◆ Record list
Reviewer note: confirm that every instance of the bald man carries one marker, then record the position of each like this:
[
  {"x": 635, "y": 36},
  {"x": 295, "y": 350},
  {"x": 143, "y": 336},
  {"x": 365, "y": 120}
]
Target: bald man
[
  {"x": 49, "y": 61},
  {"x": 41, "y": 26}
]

◆ What the exercise asks
Count the lines in the rows above that contain the word "bald", and reply with that number alone.

◆ Exercise solution
2